## WRITTEN EXERCISE
Turn all of the data below into a Markdown table with the columns Row and Line. Each line gets its number under Row and its text under Line, and blank lines are dropped.

## DATA FOR THIS TASK
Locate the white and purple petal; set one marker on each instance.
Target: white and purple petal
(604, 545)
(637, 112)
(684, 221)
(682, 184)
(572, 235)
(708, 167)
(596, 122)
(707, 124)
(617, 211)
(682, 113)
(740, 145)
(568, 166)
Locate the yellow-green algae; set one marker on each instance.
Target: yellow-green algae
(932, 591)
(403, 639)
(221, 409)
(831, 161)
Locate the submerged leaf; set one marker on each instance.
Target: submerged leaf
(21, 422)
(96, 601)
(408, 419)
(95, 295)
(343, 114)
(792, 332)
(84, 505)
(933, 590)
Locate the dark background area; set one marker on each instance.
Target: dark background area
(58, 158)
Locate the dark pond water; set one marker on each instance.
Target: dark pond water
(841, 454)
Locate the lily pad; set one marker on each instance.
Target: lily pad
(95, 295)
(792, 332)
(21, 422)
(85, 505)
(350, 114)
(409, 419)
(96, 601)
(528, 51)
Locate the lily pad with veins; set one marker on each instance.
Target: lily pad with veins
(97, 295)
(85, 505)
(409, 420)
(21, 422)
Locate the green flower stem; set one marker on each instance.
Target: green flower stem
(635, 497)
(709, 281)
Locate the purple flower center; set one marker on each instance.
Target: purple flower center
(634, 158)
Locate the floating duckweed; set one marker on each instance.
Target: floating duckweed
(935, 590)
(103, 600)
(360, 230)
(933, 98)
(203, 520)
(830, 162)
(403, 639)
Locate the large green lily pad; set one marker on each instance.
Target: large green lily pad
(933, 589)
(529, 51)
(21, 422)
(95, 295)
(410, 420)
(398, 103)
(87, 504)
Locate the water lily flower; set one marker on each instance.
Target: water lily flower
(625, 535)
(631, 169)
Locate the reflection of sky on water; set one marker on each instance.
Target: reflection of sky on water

## TASK SOLUTION
| Row | Line |
|---|---|
| 1 | Locate the white and purple petal; set one marker on each instance. |
| 2 | Target: white and purple petal |
| 3 | (604, 545) |
| 4 | (637, 112) |
| 5 | (684, 221) |
| 6 | (682, 184) |
| 7 | (572, 235) |
| 8 | (708, 167) |
| 9 | (596, 122) |
| 10 | (707, 124) |
| 11 | (617, 211) |
| 12 | (682, 113) |
| 13 | (740, 145) |
| 14 | (568, 166) |
| 15 | Locate the yellow-green algae; set one marker on each instance. |
| 16 | Target: yellow-green algae |
| 17 | (932, 591) |
| 18 | (403, 639) |
| 19 | (221, 409) |
| 20 | (831, 161) |
| 21 | Locate the submerged leaf; set one marker on each instance. |
| 22 | Target: submerged leaf |
| 23 | (21, 422) |
| 24 | (96, 601) |
| 25 | (408, 419) |
| 26 | (95, 295) |
| 27 | (343, 114) |
| 28 | (792, 332) |
| 29 | (84, 505) |
| 30 | (933, 590) |
| 31 | Locate the dark background area; set one marker on each instance. |
| 32 | Target: dark background area |
| 33 | (58, 158) |
| 34 | Locate the dark pond water; set one marker on each instance. |
| 35 | Target: dark pond water |
| 36 | (841, 454) |
| 37 | Locate the lily pad; set one marker on each instance. |
| 38 | Target: lily pad |
| 39 | (95, 295) |
| 40 | (792, 332) |
| 41 | (21, 422) |
| 42 | (85, 505) |
| 43 | (350, 114) |
| 44 | (409, 419) |
| 45 | (96, 601) |
| 46 | (528, 51) |
| 47 | Locate the lily pad with veins; set one marker on each instance. |
| 48 | Target: lily pad with veins |
| 49 | (97, 295) |
| 50 | (85, 505) |
| 51 | (409, 420) |
| 52 | (21, 422) |
| 53 | Locate the green flower stem; set one marker on each instance. |
| 54 | Target: green flower stem |
| 55 | (635, 497) |
| 56 | (709, 281) |
| 57 | Locate the purple flower center; set one marker on each instance. |
| 58 | Target: purple flower center |
| 59 | (634, 158) |
| 60 | Locate the floating duckweed; set one marker on each instance. |
| 61 | Target: floating duckweed |
| 62 | (935, 590) |
| 63 | (103, 600) |
| 64 | (360, 230) |
| 65 | (933, 98) |
| 66 | (203, 520) |
| 67 | (830, 162) |
| 68 | (403, 639) |
| 69 | Locate the large green lily pad; set one marker on each instance. |
| 70 | Target: large green lily pad |
| 71 | (933, 589) |
| 72 | (529, 51) |
| 73 | (21, 422) |
| 74 | (95, 295) |
| 75 | (410, 420) |
| 76 | (398, 103) |
| 77 | (87, 504) |
| 78 | Locate the water lily flower; set one marker on each instance. |
| 79 | Target: water lily flower |
| 80 | (625, 535) |
| 81 | (631, 169) |
| 82 | Locate the reflection of sky on water; set one marker on each instance. |
| 83 | Target: reflection of sky on water |